> _WHAT IS ASKED_:
Output every entry exactly, from the first line to the last.
>>
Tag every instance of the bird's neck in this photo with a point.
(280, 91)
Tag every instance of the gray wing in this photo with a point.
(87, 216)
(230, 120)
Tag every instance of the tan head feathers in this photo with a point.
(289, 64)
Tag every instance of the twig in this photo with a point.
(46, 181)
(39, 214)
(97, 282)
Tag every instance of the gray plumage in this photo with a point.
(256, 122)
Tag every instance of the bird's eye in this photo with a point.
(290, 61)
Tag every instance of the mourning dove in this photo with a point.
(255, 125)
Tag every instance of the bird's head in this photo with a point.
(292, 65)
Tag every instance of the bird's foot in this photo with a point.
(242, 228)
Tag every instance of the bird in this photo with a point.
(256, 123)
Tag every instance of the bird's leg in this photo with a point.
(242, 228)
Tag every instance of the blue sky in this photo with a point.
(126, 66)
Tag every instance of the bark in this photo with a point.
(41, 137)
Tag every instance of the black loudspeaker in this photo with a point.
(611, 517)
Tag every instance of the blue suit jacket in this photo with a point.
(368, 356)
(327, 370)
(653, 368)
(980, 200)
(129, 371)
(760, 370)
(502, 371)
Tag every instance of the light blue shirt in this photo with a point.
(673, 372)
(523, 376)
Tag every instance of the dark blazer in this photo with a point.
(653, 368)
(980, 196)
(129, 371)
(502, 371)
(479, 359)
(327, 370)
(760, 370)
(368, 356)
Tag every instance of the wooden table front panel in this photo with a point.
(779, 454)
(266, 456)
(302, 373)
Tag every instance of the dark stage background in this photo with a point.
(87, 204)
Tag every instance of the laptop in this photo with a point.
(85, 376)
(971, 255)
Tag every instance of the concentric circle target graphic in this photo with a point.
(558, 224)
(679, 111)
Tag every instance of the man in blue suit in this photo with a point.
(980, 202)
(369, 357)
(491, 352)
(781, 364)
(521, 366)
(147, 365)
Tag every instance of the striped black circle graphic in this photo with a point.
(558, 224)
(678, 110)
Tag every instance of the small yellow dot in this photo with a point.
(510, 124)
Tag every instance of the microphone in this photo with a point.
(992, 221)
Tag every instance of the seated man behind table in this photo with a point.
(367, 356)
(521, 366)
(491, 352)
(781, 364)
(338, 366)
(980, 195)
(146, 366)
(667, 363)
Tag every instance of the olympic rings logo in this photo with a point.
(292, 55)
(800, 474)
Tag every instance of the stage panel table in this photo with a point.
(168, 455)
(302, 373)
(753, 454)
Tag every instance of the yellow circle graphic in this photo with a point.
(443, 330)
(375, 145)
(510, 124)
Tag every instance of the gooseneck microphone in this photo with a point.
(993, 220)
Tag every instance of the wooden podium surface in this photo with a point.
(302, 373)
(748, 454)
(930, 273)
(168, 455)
<<
> _EXERCISE RESULT_:
Tag every instance of the bird's neck in this photo with a point.
(280, 91)
Tag every instance of the gray wing in this photo with a point.
(87, 216)
(230, 120)
Tag every instance of the tan head feathers in this photo with a point.
(289, 64)
Tag every instance of the twig in this photo with a point.
(46, 181)
(39, 214)
(97, 282)
Tag every instance of the gray plumage in this photo with a point.
(256, 122)
Tag every instance of the bird's eye in this photo with a point.
(290, 61)
Tag every instance of the mourning dove in this photo with a point.
(255, 125)
Tag every instance of the bird's head in this photo with a point.
(292, 65)
Tag every instance of the bird's foot in this photo with a point.
(242, 228)
Tag every instance of the bird in this photo with a point.
(256, 123)
Tag every instance of the bird's leg in this photo with a point.
(242, 228)
Tag every instance of the blue sky in this photo with a point.
(126, 66)
Tag every instance of the bark in this photo with a point.
(41, 137)
Tag every instance of the black loudspeaker in this photo with a point.
(611, 517)
Tag every instance of the blue suit jacket in this photo with a point.
(368, 356)
(327, 370)
(653, 368)
(980, 200)
(129, 371)
(760, 370)
(502, 371)
Tag every instance of the light blue shirt in this photo with a point.
(673, 372)
(523, 376)
Tag every instance of the dark blazer in this photo with a point.
(653, 368)
(980, 196)
(129, 371)
(502, 371)
(479, 359)
(327, 370)
(760, 370)
(368, 356)
Tag every instance of the wooden table front panel in this photo with a point.
(779, 454)
(266, 456)
(302, 373)
Tag every instance of the dark stage background in this photo with a point.
(87, 204)
Tag every instance of the laptop in this photo with a point.
(85, 376)
(971, 255)
Tag every instance of the concentric circle target graphic in this photo with a point.
(558, 224)
(679, 111)
Tag every instance of the man in blue suit in this photo with a point.
(980, 202)
(369, 357)
(491, 352)
(781, 364)
(521, 366)
(147, 365)
Tag every instance of the striped black circle graphic in this photo with a point.
(558, 224)
(678, 110)
Tag every instance of the small yellow dot in this photo with a point.
(510, 124)
Tag every instance of the microphone in this photo with a point.
(992, 221)
Tag every instance of the seated man behind table in this photo with a point.
(367, 356)
(521, 366)
(491, 352)
(781, 364)
(338, 366)
(980, 195)
(146, 366)
(667, 363)
Tag every instance of the olympic rings logo in this photo with a point.
(292, 55)
(800, 474)
Tag every instance of the stage panel table in this photo with a point.
(168, 455)
(302, 373)
(753, 454)
Tag every instance of the yellow circle graphic in this photo with a point.
(443, 330)
(375, 145)
(510, 124)
Tag every instance of the gooseneck microphone in this photo with a point.
(993, 220)
Tag every instance of the wooden podium surface in this photo with a point.
(302, 373)
(748, 454)
(930, 273)
(168, 455)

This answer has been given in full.